TASKS TO COMPLETE ▸
**1.** Using the text on the dockworkers, answer the following:
(a) Which historical event does it cite as part of the dockworkers' long history of militant class struggle?
(b) On what date should rank-and-file committees fight for an all-out strike?
(c) What does the second numbered point propose to protect workers from surging inflation?
**2.** Resume the text on the dockworkers, picking up after its final numbered point.

But workers on the ports will have something to say about that. However, everything depends on the independent initiative of workers themselves and the organization of rank-and-file committees to defeat the treachery of the ILWU and defy strikebreaking threats by the Biden administration. Dockworkers have a long history of militant class struggle, including the 1934 San Francisco general strike. These powerful traditions must be revived but adapted to the global reality of the 21st century.

Rank-and-file committees must fight for an all-out strike on July 1 and oppose any contract extensions by the ILWU and any government intervention with mediators or anti-strike measures. Rank-and-file workers should communicate with each other and organize around the following nonnegotiable demands:

  1. No layoffs! Hire thousands of new workers, with full wages and benefits, to end exhausting schedules and job overloading.
  2. Substantial wage increases to make up for past ILWU-backed concessions and monthly Cost-of-Living Adjustments to protect workers from surging inflation.

RAW DATA ▸

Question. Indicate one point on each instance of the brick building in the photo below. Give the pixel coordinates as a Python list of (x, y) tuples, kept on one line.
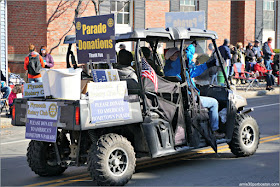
[(47, 22)]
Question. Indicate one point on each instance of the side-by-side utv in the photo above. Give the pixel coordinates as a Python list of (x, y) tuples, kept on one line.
[(163, 121)]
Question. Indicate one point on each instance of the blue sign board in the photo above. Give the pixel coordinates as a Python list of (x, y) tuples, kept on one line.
[(95, 39), (194, 19), (41, 130)]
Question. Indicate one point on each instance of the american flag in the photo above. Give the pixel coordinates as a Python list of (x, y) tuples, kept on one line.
[(149, 72)]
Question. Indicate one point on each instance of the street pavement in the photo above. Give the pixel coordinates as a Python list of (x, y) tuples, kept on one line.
[(199, 168)]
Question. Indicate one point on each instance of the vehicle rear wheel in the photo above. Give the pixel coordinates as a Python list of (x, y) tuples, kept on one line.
[(246, 135), (41, 157), (111, 160)]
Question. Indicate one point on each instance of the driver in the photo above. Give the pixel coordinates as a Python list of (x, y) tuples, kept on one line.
[(173, 68)]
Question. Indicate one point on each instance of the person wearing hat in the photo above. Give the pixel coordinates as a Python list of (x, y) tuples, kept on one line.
[(225, 53), (124, 57), (256, 49), (173, 68), (148, 55), (260, 67), (250, 57), (268, 53), (190, 50)]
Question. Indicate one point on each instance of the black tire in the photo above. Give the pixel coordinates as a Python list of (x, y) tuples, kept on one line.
[(41, 157), (246, 136), (111, 160)]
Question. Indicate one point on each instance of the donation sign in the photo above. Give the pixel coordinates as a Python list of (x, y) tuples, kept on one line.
[(95, 39), (41, 121), (105, 75), (107, 101), (33, 89)]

SOLVED PROBLEMS ▸
**1.**
(a) The 1934 San Francisco general strike.
(b) July 1.
(c) Monthly Cost-of-Living Adjustments.

**2.**
  3. Consolidation of the three tiers of workers, the restoration of the principle of equal pay for equal work by bringing all workers to top wages and benefits.
  4. Sliding scale of hours and wages to compensate for technological improvements and prevent layoffs.
  5. Workers’ control of the production process to ensure safety, prevent speedup, and protect workers from the ongoing COVID pandemic. Provide all workers with adequate safety equipment and a high level of safety training. Clinics and ambulances must be located at every terminal and workers must have the right to halt production if conditions are unsafe.

The port and ship owners are making more than enough to pay for these demands. But history has shown that nothing can be won without the most determined mass struggle. That is why a strike on the ports must be combined with an appeal to mobilize the widest support for the struggle from workers throughout the West Coast, the US and internationally.

First, port workers must spread their struggle to mechanics, delivery drivers, ship crews, warehouse workers and many other workers integral to the supply chain who share the same issues and are ready to take up the struggle.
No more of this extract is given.